# [Work to do]
1. Decide whether each statement below agrees with the text on setting up MinIO infrastructure with a VPC and Unbound. Answer yes or no for each, and quote the exact words of the text that decide it.
(a) The infrastructure will be launched in three different regions.
(b) Unbound can only be launched in a private subnet.
(c) The local-zone configuration for Unbound is added before the MinIO servers are running.
2. Summarize the text on setting up MinIO infrastructure with a VPC and Unbound in two sentences.
3. Write the next part of the text on setting up MinIO infrastructure with a VPC and Unbound, starting after its last line.

# [Passage]
In total, we’ll launch 3 identical configurations of infrastructure in 3 different regions.

VPC

We will launch the VPC by calling the module from the directory.


This is how we are calling the module:


module "hello_minio_vpc" {
    source = "../modules/vpc"

    minio_cidr_block   = var.hello_minio_cidr_block
    minio_cidr_newbits = var.hello_minio_cidr_newbits

    minio_public_igw_cidr_blocks   	= var.hello_minio_public_igw_cidr_blocks
    minio_private_ngw_cidr_blocks  	= var.hello_minio_private_ngw_cidr_blocks
    minio_private_isolated_cidr_blocks = var.hello_minio_private_isolated_cidr_blocks

}


This is where we’ve defined the VPC module

https://github.com/minio/blog-assets/blob/main/replication-best-practices/terraform/infra/modules/vpc/main.tf

Unbound

Using the VPC resources we created in the previous step, we’ll launch Unbound in the public subnet of that VPC. This could be in a private subnet as well, as long as you do not need any other external access to the DNS server.


module "hello_minio_instance_unbound" {
    source = "../modules/instance"

    minio_vpc_security_group_ids = [module.hello_minio_security_group_unbound.minio_security_group_id]
    minio_subnet_id      	= module.hello_minio_vpc.minio_subnet_public_igw_map[local.common_public_subnet]

    minio_ami_filter_name_values = var.hello_minio_ami_filter_name_values
    minio_ami_owners         	= var.hello_minio_ami_owners
    minio_instance_type      	= var.hello_minio_instance_type
    minio_instance_key_name  	= var.hello_minio_instance_key_name

    minio_instance_user_data 	= templatefile("../templates/_user_data_unbound.sh.tftpl", {})

}


Most of the Unbound configuration is managed via _user_data_unbound.sh.tftpl.


But in order to configure Unbound we’ll need the private IPs of the MinIO servers we’ll launch, but at this point the MinIO servers are not up yet.


Once the MinIO servers are up and you have their private IPs, add the following config to line #2 of the /etc/unbound/unbound.conf.d/myunbound.conf file right under the server: directive. You need to add this to each of the Unbound servers running on each site with the respective private IPs of each of the MinIO nodes.


local-zone: minio.local transparent
local-data: "server-1.minio.local A <MinIO Node 1 Private IP>"
local-data: "server-2.minio.local A <MinIO Node 2 Private IP>"
local-data: "server-3.minio.local A <MinIO Node 3 Private IP>"

# [Supplied material]
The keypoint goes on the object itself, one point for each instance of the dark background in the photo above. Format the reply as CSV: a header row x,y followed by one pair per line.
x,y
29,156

# [Responses to the tasks]
1.
(a) Yes: "In total, we’ll launch 3 identical configurations of infrastructure in 3 different regions."
(b) No: "we’ll launch Unbound in the public subnet of that VPC. This could be in a private subnet as well"
(c) No: "Once the MinIO servers are up and you have their private IPs, add the following config"

2. Three identical configurations are launched in three regions, each starting with a VPC created by calling a module, followed by Unbound in that VPC's public subnet, with most of its configuration managed through a user data template. Because Unbound needs the private IPs of the MinIO servers, which are not yet up at that point, local-data entries for each MinIO node must later be added to the Unbound configuration file on every site.

3.
Be sure to restart Unbound after updating the config above with the A records for the changes to take effect:

systemctl restart unbound

NGINX cluster

In the NGINX blog post, we used the following configuration, which we’ve tweaked here slightly to match MinIO server hostnames


upstream minio_server {
    server server-1.minio.local:9000;
    server server-2.minio.local:9000;
    server server-3.minio.local:9000;
}

server {
    listen   	80 default_server;

    ignore_invalid_headers off;
    client_max_body_size 0;
    proxy_buffering off;
    proxy_request_buffering off;

    location / {
        proxy_set_header Host $http_host;
        proxy_set_header X-Real-IP $remote_addr;
        proxy_set_header X-Forwarded-For $proxy_add_x_forwarded_for;
        proxy_set_header X-Forwarded-Proto $scheme;

        proxy_connect_timeout 300;
        proxy_http_version 1.1;
        proxy_set_header Connection "";
        chunked_transfer_encoding off;

        proxy_pass http://minio_server;
    }
}


We’ll launch the NGINX servers using this configuration:


module "hello_minio_instance_nginx" {
    source = "../modules/instance"

    minio_vpc_security_group_ids = [module.hello_minio_security_group_nginx.minio_security_group_id]
    minio_subnet_id      	= module.hello_minio_vpc.minio_subnet_public_igw_map[local.common_public_subnet]

    minio_ami_filter_name_values = var.hello_minio_ami_filter_name_values
    minio_ami_owners         	= var.hello_minio_ami_owners
    minio_instance_type      	= var.hello_minio_instance_type
    minio_instance_key_name  	= var.hello_minio_instance_key_name

    minio_instance_user_data 	= templatefile("../templates/_user_data_nginx.sh.tftpl", {
    	unbound_ip = module.hello_minio_instance_unbound.minio_instance_private_ip
    })

    minio_instance_user_data_replace_on_change = false

    depends_on = [
    	module.hello_minio_instance_unbound
    ]

}


The NGINX VM we launched will use the user data from _user_data_nginx.sh.tftpl which helps us install and configure NGINX as soon as the VMs are launched.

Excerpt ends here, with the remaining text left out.